_Directive_: Reproduce the listing from its first line through the line containing "[338, 94, 360, 110]", inclusive, swapping "detector" for "locator" and keeping everything else the same.

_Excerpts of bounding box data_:
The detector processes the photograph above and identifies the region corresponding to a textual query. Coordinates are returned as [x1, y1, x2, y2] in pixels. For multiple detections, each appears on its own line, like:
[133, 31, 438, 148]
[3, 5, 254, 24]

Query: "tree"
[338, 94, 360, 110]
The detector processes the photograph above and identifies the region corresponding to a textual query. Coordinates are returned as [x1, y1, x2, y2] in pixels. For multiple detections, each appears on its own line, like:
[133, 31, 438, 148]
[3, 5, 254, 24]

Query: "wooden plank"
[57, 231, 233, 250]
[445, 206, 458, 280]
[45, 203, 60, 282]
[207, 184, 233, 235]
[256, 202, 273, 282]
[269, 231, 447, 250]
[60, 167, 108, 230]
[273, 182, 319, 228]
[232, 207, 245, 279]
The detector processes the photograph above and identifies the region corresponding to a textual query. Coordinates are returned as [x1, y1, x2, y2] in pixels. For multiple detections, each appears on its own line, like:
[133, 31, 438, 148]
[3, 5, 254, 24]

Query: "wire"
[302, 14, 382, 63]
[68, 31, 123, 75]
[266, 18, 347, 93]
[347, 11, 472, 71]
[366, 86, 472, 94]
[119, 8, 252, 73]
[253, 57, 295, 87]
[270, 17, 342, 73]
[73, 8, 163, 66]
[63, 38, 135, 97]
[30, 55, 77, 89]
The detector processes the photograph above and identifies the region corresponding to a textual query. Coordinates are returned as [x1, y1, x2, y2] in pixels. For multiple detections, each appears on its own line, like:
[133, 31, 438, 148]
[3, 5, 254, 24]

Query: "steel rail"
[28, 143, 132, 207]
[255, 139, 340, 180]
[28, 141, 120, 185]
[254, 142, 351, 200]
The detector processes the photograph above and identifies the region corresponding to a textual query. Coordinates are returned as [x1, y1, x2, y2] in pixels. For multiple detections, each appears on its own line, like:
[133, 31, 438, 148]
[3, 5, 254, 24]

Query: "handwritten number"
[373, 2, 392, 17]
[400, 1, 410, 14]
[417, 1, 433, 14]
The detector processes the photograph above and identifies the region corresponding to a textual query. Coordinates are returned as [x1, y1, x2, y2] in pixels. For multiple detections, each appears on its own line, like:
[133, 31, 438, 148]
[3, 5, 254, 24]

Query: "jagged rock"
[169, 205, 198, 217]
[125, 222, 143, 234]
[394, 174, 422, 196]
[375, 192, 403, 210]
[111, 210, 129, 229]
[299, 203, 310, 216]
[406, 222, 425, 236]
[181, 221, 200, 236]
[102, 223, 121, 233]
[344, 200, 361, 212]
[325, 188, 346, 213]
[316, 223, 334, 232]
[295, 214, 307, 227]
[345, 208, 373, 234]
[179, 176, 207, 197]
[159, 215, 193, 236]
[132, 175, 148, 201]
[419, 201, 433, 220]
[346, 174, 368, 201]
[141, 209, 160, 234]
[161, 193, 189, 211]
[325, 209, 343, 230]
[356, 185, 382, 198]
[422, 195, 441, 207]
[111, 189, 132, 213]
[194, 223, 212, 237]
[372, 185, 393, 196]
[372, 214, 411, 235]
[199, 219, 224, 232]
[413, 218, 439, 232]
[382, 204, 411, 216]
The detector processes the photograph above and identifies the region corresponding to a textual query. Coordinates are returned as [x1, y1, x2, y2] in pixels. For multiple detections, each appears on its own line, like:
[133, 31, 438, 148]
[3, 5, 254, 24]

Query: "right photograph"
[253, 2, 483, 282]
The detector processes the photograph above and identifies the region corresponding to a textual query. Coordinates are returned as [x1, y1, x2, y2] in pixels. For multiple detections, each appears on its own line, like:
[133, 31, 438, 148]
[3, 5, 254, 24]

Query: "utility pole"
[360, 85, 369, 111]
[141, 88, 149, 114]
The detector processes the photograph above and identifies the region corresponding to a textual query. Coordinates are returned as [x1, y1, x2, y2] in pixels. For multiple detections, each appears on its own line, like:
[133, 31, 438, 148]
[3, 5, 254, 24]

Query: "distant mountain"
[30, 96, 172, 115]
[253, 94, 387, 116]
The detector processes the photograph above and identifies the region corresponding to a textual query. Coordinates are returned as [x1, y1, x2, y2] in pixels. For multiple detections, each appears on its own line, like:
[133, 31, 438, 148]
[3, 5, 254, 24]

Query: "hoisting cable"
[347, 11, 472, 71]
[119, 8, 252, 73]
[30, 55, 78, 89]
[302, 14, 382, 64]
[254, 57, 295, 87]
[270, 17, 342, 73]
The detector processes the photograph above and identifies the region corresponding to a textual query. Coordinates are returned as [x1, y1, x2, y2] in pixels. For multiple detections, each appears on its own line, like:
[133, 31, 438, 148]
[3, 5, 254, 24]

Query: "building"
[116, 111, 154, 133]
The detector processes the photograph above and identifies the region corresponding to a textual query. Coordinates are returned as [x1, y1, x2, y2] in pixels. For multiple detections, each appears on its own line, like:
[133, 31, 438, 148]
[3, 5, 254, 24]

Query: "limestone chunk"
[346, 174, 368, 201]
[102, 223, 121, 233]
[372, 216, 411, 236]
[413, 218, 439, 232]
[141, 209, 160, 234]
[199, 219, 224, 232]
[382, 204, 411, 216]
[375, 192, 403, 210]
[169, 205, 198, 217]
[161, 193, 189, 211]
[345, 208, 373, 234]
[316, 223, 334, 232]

_Final result_:
The locator processes the photograph above and identifies the region corresponding to a textual query. Coordinates are returned as [x1, y1, x2, y2] in pixels. For multiple detections, each appears on its own line, like:
[133, 31, 438, 148]
[3, 5, 254, 24]

Query: "tree"
[338, 94, 360, 110]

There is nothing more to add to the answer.